Do this :: Return every one of the entries below word for word, leaving out the pictures.

------ Provided entries ------

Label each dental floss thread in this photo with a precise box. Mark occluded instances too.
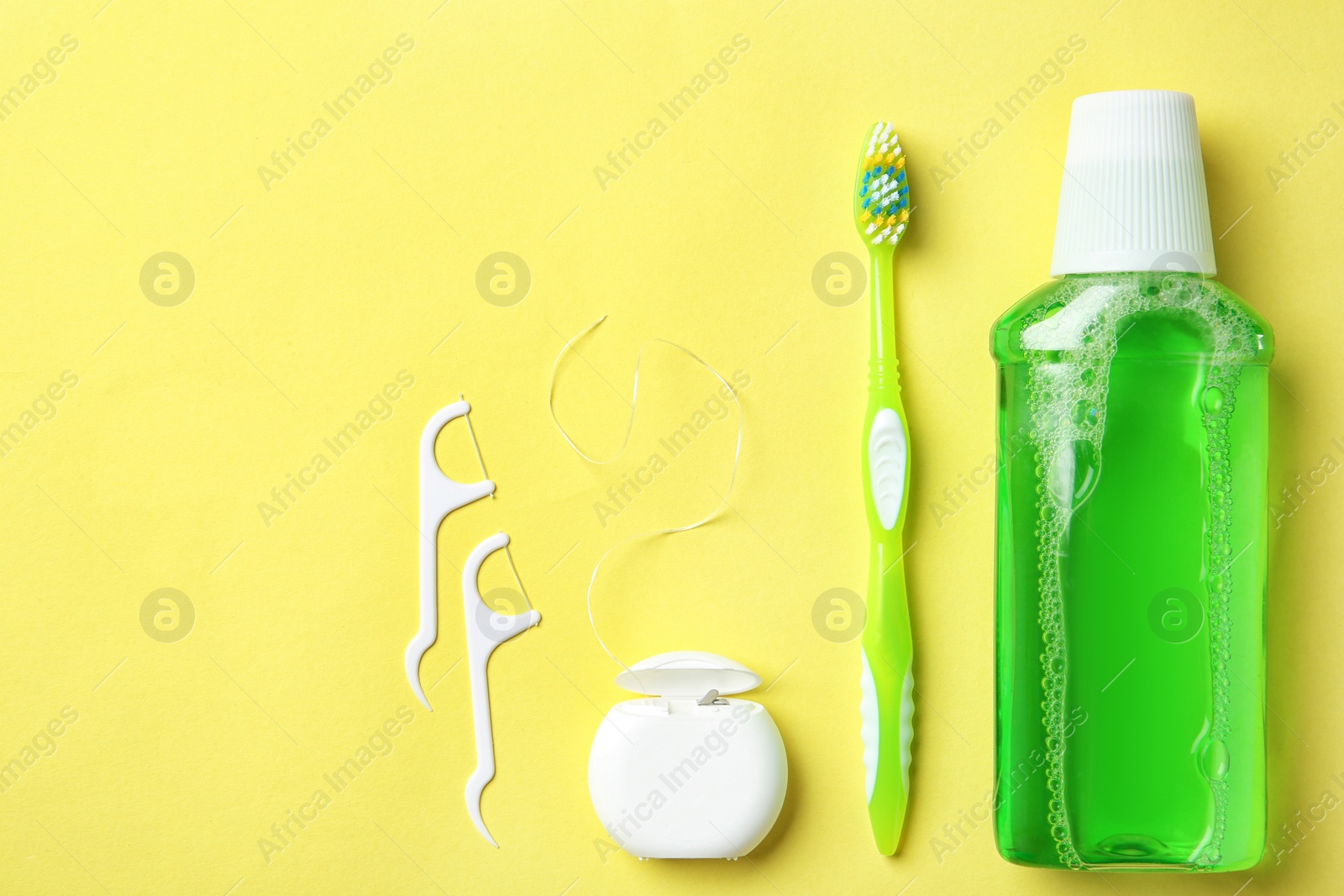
[547,314,743,699]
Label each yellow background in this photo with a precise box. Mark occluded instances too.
[0,0,1344,896]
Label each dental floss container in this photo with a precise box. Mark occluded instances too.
[589,650,789,860]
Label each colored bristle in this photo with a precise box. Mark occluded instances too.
[855,123,910,246]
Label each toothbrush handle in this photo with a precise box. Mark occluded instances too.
[858,544,914,856]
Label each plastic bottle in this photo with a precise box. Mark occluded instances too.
[992,90,1274,871]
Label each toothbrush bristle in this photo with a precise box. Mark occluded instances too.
[853,121,910,246]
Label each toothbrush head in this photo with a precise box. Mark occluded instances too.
[853,121,910,246]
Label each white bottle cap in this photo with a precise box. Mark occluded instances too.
[1050,90,1218,277]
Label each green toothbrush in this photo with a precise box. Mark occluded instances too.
[853,123,914,856]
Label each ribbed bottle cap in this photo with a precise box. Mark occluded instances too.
[1050,90,1218,277]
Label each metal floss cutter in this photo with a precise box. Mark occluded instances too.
[589,650,789,860]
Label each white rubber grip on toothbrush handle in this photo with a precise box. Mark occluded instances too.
[858,650,916,802]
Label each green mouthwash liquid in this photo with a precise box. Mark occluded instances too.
[992,92,1274,871]
[993,273,1273,869]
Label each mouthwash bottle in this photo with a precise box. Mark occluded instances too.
[992,90,1274,871]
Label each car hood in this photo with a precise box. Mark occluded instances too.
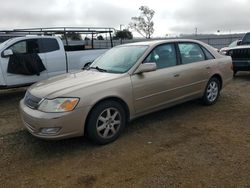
[226,45,250,50]
[29,70,122,98]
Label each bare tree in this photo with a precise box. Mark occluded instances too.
[129,6,155,39]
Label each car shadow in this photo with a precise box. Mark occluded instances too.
[1,99,201,159]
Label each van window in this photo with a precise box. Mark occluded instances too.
[41,38,59,53]
[9,39,40,54]
[178,43,206,64]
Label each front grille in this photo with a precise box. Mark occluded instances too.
[228,48,250,60]
[24,91,42,109]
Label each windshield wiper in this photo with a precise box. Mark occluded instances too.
[89,66,107,72]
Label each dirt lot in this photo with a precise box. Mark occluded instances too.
[0,73,250,188]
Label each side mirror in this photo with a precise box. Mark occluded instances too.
[237,40,242,46]
[1,49,13,57]
[135,62,156,74]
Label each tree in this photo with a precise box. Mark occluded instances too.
[129,6,155,39]
[114,29,133,39]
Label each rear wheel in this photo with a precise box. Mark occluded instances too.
[202,77,221,105]
[87,101,126,144]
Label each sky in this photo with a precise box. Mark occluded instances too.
[0,0,250,37]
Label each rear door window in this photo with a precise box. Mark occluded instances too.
[40,38,59,53]
[178,43,206,64]
[144,44,177,69]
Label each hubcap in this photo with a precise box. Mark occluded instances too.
[96,108,121,139]
[207,81,219,102]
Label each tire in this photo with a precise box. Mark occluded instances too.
[202,77,221,105]
[86,101,126,144]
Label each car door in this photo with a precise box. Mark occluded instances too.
[41,38,66,77]
[1,39,47,86]
[131,43,184,114]
[174,42,214,99]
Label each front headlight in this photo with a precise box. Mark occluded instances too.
[38,98,79,112]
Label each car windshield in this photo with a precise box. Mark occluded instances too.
[89,45,148,73]
[241,33,250,44]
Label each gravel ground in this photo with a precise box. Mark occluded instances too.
[0,73,250,188]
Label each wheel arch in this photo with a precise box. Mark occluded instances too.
[84,96,130,134]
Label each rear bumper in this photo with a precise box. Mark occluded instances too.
[20,100,90,140]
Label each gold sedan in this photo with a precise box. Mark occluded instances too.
[20,40,233,144]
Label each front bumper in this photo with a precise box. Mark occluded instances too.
[20,100,90,139]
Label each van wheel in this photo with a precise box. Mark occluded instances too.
[86,101,126,144]
[202,77,220,105]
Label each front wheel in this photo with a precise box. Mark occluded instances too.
[202,77,220,105]
[86,101,126,144]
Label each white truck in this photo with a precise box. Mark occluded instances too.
[0,28,112,89]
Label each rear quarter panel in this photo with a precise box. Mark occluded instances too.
[210,56,233,88]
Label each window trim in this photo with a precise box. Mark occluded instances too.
[38,38,60,53]
[3,38,42,54]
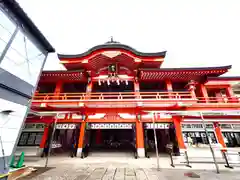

------

Response to the task ::
Label each dental floss thread in this photo with a precise box. Mark occluded instances too.
[547,314,743,699]
Label each yellow background in this photo with a precise box. Mark occluded instances too.
[0,0,1344,896]
Label each dental floss container in this photo with a precise box. Mark occluded instances too.
[589,650,789,860]
Label each colored bristle in this photo with a precise box. Mark occluded instances too.
[855,123,910,246]
Label each toothbrush handle in this photo with a precise box. Mark occluded instances too.
[858,544,914,856]
Label each plastic bottle in this photo with a precise box. Mark occluded instances too.
[992,90,1274,871]
Label each toothbrush bristle in this photo with a precise box. Mark occluded instances too.
[853,121,910,246]
Label each toothbrush head in this photo with a precise box. Mark occluded instances too.
[853,121,910,246]
Label each white bottle cap in this photo with a precise box. Mark occluded instances too.
[1050,90,1218,277]
Label each green toothbrush in this photo with a precise box. Mark occluded instances too.
[853,123,914,856]
Label each ribbed bottle cap in this photo with a precise box. Mark occluded instances too.
[1050,90,1218,277]
Label each metal floss cutter in this photo with a precise box. Mark occluded instances too.
[589,650,789,860]
Label each white rubber grip on toothbrush handle in this photo with a precise box. Mark occluded instances too.
[858,650,916,802]
Label each green mouthwash liquid in this photo with a precise box. Mark occluded instances too.
[992,92,1274,871]
[993,273,1273,869]
Label each mouthwash bottle in this photo with a precise box. Mark occluded instances too.
[992,90,1274,871]
Label each car hood in this photo with a precise box. Mark occluded instances too.
[226,45,250,50]
[29,70,122,98]
Label each bare tree in this photo with a precise box. Mark occluded instances too.
[129,6,155,39]
Label each car shadow in this photo with a precise box. Mark occluded instances too.
[1,99,201,159]
Label each van window in this photo with a precise box. Mark occluded instances too.
[41,38,59,53]
[9,39,40,54]
[178,43,206,64]
Label each front grille in this photo with a precise box. Mark occluded instances too.
[228,48,250,60]
[24,91,42,109]
Label each windshield wiper in this photo with a precise box. Mark occluded instances too.
[89,66,107,72]
Label each dirt lot in this photo with a precise box. Mark occluded instances too.
[0,73,250,188]
Label each side mirror in this photo with a precise box. Mark occluded instances too.
[237,40,242,46]
[1,49,13,57]
[135,62,156,74]
Label each tree in this photo with a precise box. Mark occluded instances too.
[129,6,155,39]
[114,29,133,39]
Label each rear wheel in this photo with a precise box. Mark occluded instances too.
[202,77,221,105]
[87,101,126,144]
Label each sky in this photo with a precise box. Mark occluded instances too.
[0,0,250,37]
Label each rear door window in this photo with a precise box. Mark occluded instances too.
[40,38,59,53]
[178,43,206,64]
[144,44,177,69]
Label each hubcap in this photo with a precise box. Mark occluded instances too.
[96,108,121,139]
[207,81,219,102]
Label each tire in this photo with a precise box. Mark occluded instances too.
[202,77,221,105]
[86,101,126,144]
Label each car door in this photo with a precise box. Mark occluded instances too.
[41,38,66,77]
[1,39,47,86]
[131,43,184,114]
[174,42,214,99]
Label each front headlight in this photo with a precise box. Mark occluded instances too.
[38,98,79,112]
Label each car windshield in this photo with a precise box. Mark occluded instances too.
[89,45,148,73]
[241,33,250,44]
Label each gravel ground in this photo with a precise box. Mark occluded instances too.
[0,73,250,188]
Label each wheel arch in this photo with a precise box. Mark occluded instances too.
[84,96,130,134]
Label each rear bumper in this photo with a precise box. Mark occluded instances too.
[20,100,90,140]
Label each gold sedan in this photo with a precise box. Mark occluded instances too.
[20,40,233,144]
Label each front bumper in this photo with a precise box. Mark occluded instances too.
[20,100,90,139]
Label each van wheel in this photo with a precise box. Mark occluded instances too.
[86,101,126,144]
[202,77,220,105]
Label each front wheel in this photo with a precise box. Mark occluded instances too.
[202,77,220,105]
[86,101,126,144]
Label each white truck in this photo with a precise box. Mark occluded instances too.
[0,28,112,89]
Label each rear quarter panel in this photo with a precise box. Mark occluded instances too.
[210,56,233,88]
Label each window trim in this photo with a precise box. Mark occluded instances too.
[38,38,60,53]
[3,38,42,54]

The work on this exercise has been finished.